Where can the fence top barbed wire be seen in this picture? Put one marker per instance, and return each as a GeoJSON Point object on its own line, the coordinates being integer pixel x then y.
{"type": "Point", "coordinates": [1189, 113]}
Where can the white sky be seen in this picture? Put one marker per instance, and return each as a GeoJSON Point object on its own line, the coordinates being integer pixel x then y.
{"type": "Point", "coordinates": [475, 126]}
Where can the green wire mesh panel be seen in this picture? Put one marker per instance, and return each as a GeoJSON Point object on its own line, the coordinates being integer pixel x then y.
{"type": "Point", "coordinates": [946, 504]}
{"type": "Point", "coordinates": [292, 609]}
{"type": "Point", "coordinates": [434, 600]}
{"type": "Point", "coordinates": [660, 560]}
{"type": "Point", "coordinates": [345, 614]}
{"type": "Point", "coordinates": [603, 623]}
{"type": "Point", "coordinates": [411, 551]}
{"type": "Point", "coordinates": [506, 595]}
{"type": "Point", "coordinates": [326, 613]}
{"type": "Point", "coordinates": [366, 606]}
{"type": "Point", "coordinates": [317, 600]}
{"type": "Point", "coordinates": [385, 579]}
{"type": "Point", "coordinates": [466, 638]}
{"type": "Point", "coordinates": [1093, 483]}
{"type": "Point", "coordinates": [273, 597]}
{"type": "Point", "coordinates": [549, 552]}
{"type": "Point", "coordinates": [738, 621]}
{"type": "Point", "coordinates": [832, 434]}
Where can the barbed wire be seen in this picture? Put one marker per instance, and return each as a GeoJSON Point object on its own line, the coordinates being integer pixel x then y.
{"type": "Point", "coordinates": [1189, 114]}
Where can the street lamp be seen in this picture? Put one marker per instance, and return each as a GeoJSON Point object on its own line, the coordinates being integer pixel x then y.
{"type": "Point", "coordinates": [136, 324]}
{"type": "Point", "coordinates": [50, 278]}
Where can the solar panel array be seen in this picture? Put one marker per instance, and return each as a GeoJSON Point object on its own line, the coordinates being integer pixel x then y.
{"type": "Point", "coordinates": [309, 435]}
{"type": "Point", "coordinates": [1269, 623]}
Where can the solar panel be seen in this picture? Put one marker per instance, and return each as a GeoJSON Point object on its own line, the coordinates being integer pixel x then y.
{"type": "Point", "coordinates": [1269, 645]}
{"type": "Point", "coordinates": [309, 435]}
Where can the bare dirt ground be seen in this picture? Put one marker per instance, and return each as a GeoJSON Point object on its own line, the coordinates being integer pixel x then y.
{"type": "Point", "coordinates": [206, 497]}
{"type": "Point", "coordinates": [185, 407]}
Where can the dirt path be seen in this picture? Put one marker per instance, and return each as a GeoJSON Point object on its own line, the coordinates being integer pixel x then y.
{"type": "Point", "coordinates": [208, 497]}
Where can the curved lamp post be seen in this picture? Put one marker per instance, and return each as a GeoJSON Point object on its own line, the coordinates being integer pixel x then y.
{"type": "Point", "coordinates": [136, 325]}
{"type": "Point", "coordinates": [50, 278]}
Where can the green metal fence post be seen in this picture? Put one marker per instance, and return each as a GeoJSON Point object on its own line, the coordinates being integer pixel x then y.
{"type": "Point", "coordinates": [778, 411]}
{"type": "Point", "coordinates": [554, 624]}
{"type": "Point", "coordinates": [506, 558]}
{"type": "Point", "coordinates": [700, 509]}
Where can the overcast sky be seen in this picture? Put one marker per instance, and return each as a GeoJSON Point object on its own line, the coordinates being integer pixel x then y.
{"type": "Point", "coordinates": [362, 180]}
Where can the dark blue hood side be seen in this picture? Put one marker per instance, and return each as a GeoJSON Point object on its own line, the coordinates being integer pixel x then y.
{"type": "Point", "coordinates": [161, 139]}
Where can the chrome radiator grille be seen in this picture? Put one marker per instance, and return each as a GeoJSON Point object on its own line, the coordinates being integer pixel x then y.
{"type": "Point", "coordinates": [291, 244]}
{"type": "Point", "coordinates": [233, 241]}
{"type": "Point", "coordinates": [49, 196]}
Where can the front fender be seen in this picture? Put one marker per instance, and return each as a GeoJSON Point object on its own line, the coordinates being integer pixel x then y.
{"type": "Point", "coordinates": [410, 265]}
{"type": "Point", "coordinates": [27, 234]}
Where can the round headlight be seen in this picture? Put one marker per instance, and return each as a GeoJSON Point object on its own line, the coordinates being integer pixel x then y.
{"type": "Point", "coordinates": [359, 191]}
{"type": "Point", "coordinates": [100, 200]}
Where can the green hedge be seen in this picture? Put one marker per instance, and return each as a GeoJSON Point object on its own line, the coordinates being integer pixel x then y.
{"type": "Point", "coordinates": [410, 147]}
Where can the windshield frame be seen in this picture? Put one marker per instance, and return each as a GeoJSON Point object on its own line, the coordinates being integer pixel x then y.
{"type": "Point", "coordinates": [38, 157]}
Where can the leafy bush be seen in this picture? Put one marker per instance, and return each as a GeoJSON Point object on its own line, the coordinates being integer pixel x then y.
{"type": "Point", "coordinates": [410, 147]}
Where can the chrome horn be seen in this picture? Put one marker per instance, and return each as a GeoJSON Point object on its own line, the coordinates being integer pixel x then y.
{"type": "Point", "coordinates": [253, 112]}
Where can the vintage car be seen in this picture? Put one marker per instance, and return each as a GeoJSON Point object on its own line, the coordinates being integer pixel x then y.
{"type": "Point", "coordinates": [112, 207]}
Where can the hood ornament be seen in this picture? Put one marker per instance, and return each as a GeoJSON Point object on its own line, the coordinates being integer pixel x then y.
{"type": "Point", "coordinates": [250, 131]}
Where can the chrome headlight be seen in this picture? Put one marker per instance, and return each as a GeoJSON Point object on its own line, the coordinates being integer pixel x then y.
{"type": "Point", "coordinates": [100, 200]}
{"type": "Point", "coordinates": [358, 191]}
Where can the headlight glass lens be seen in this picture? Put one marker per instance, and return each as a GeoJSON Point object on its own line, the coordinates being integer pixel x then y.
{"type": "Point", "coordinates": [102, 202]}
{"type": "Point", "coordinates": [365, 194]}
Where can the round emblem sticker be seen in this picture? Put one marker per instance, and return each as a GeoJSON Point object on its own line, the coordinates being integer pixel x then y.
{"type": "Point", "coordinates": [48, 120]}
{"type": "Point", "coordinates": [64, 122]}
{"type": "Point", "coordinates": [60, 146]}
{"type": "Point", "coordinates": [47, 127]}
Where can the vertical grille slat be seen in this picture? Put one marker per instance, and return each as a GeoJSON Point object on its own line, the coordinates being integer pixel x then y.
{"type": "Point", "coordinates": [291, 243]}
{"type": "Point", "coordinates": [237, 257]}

◇ ◇ ◇ ◇

WHAT YOU SHOULD DO
The whole listing above needs to be written out again exactly.

ANSWER
Where can the fence top barbed wire be seen in this picture? Put one marker per instance, and return each as a GeoJSON Point object on its own line, the coordinates being integer pixel x then y.
{"type": "Point", "coordinates": [1189, 113]}
Where can the white sky be seen in this picture? Put one marker per instance, and return each as a GeoJSON Point object on its own line, the coordinates being integer pixel x then y.
{"type": "Point", "coordinates": [475, 126]}
Where can the green wire mesh panel be seen in this picture? Put one marker per instance, and return each as a GeoJSON Point object on its own line, the coordinates being integer pixel x then y.
{"type": "Point", "coordinates": [946, 504]}
{"type": "Point", "coordinates": [292, 609]}
{"type": "Point", "coordinates": [434, 600]}
{"type": "Point", "coordinates": [660, 560]}
{"type": "Point", "coordinates": [345, 614]}
{"type": "Point", "coordinates": [603, 623]}
{"type": "Point", "coordinates": [411, 551]}
{"type": "Point", "coordinates": [506, 595]}
{"type": "Point", "coordinates": [326, 613]}
{"type": "Point", "coordinates": [366, 606]}
{"type": "Point", "coordinates": [317, 600]}
{"type": "Point", "coordinates": [385, 579]}
{"type": "Point", "coordinates": [466, 638]}
{"type": "Point", "coordinates": [1093, 483]}
{"type": "Point", "coordinates": [273, 597]}
{"type": "Point", "coordinates": [549, 552]}
{"type": "Point", "coordinates": [738, 621]}
{"type": "Point", "coordinates": [832, 434]}
Where can the barbed wire be seen in this picture? Put one marker per instance, and return each as a GeoJSON Point object on its own line, the coordinates being integer pixel x then y.
{"type": "Point", "coordinates": [1189, 114]}
Where can the street lamp be seen in this picture? Put one marker per instance, and return each as a GeoJSON Point object on its own line, the coordinates being integer pixel x then y.
{"type": "Point", "coordinates": [136, 324]}
{"type": "Point", "coordinates": [50, 278]}
Where can the solar panel array be seen in this picture? Put one marker per instance, and return each as a GeoJSON Point object on its own line, the coordinates being integer pixel x then y.
{"type": "Point", "coordinates": [309, 435]}
{"type": "Point", "coordinates": [1269, 623]}
Where can the solar panel be seen in this picture? Put one marker per instance, and return each as a GeoJSON Point object on its own line, the coordinates being integer pixel x then y.
{"type": "Point", "coordinates": [1269, 645]}
{"type": "Point", "coordinates": [309, 435]}
Where can the bare dirt ground be seen in this picture? Put one marker per instance, and return each as a GeoJSON Point object on its own line, the coordinates being integer pixel x then y.
{"type": "Point", "coordinates": [206, 497]}
{"type": "Point", "coordinates": [185, 407]}
Where can the dirt path be seen in this picture? Put one marker per instance, and return each as a GeoJSON Point object on its own line, the coordinates being integer pixel x then y.
{"type": "Point", "coordinates": [208, 497]}
Where can the curved lamp post be seen in this picture? Put one marker per instance, and return each as a GeoJSON Point object on its own line, the coordinates being integer pixel x then y.
{"type": "Point", "coordinates": [136, 325]}
{"type": "Point", "coordinates": [50, 278]}
Where can the green metal fence post be seen in this picture? Put one marker per instance, and return each as a GeoJSON Point object on its own line, the coordinates being integer pixel x then y.
{"type": "Point", "coordinates": [778, 411]}
{"type": "Point", "coordinates": [554, 624]}
{"type": "Point", "coordinates": [506, 558]}
{"type": "Point", "coordinates": [700, 509]}
Where can the overcast sky be seen in this picture? Put one marker per instance, and return each as a GeoJSON Point object on its own line, the coordinates being integer pixel x then y.
{"type": "Point", "coordinates": [362, 180]}
Where can the dark blue hood side be seen in this picture? Put one marker per instance, and return each as a GeoJSON Point object on its own line, the coordinates being integer pixel x then y.
{"type": "Point", "coordinates": [161, 139]}
Where can the chrome radiator grille be seen in this picture? Put one marker per instance, and return each as a GeoJSON Point object on its own line, the coordinates being integer pixel x then y.
{"type": "Point", "coordinates": [291, 244]}
{"type": "Point", "coordinates": [233, 241]}
{"type": "Point", "coordinates": [49, 196]}
Where can the front fender be seen in this picture? Put one marker per instance, and return each as a GeoJSON Point object on its own line, the coordinates being integer pixel x then y.
{"type": "Point", "coordinates": [410, 265]}
{"type": "Point", "coordinates": [27, 234]}
Where can the round headlight be seen in this picture? Put one marker per instance, and return each as a GeoJSON Point object on its own line, the coordinates being integer pixel x then y.
{"type": "Point", "coordinates": [359, 191]}
{"type": "Point", "coordinates": [100, 200]}
Where can the green hedge be seen in this picture? Put one marker per instance, and return each as a GeoJSON Point object on its own line, the coordinates being integer pixel x then y.
{"type": "Point", "coordinates": [410, 147]}
Where can the windshield frame be seen in this picture? Put one marker per instance, and return each as a GeoJSON Point object on its own line, the coordinates being integer pixel x then y.
{"type": "Point", "coordinates": [38, 157]}
Where can the leafy bush be seen in this picture? Put one marker per instance, and return each as a GeoJSON Point object on its own line, the coordinates being integer pixel x then y.
{"type": "Point", "coordinates": [410, 147]}
Where can the chrome horn be seen in this picture? Put one marker per instance, and return each as a GeoJSON Point object on its own line, the coordinates being integer pixel x then y.
{"type": "Point", "coordinates": [253, 112]}
Where can the vintage car be seen in this picture? Put one marker per instance, and return each as a GeoJSON Point object on its own line, the coordinates being integer pixel x then y.
{"type": "Point", "coordinates": [112, 207]}
Where can the hood ornament be seen in this picture? Put one marker per instance, and return each as a GeoJSON Point object on its own line, the coordinates being integer pixel x then y.
{"type": "Point", "coordinates": [250, 131]}
Where can the chrome headlight be seen in this picture? Put one marker per instance, and return each as a GeoJSON Point object on its own line, the coordinates being integer pixel x then y.
{"type": "Point", "coordinates": [100, 200]}
{"type": "Point", "coordinates": [358, 191]}
Where can the headlight glass lens be seen in this picture? Put one marker per instance, and return each as a GeoJSON Point object on its own line, the coordinates being integer pixel x then y.
{"type": "Point", "coordinates": [102, 202]}
{"type": "Point", "coordinates": [365, 194]}
Where can the round emblem sticker be seen in this picture? Put one marker per instance, and return each as a GeoJSON Point object on its own line, the coordinates being integer pixel x then y.
{"type": "Point", "coordinates": [48, 120]}
{"type": "Point", "coordinates": [64, 122]}
{"type": "Point", "coordinates": [60, 146]}
{"type": "Point", "coordinates": [47, 127]}
Where can the vertical grille slat be seen in this picture? Put one marker per instance, and return each as a GeoJSON Point object on its own line, the coordinates being integer pixel x then y.
{"type": "Point", "coordinates": [291, 243]}
{"type": "Point", "coordinates": [237, 257]}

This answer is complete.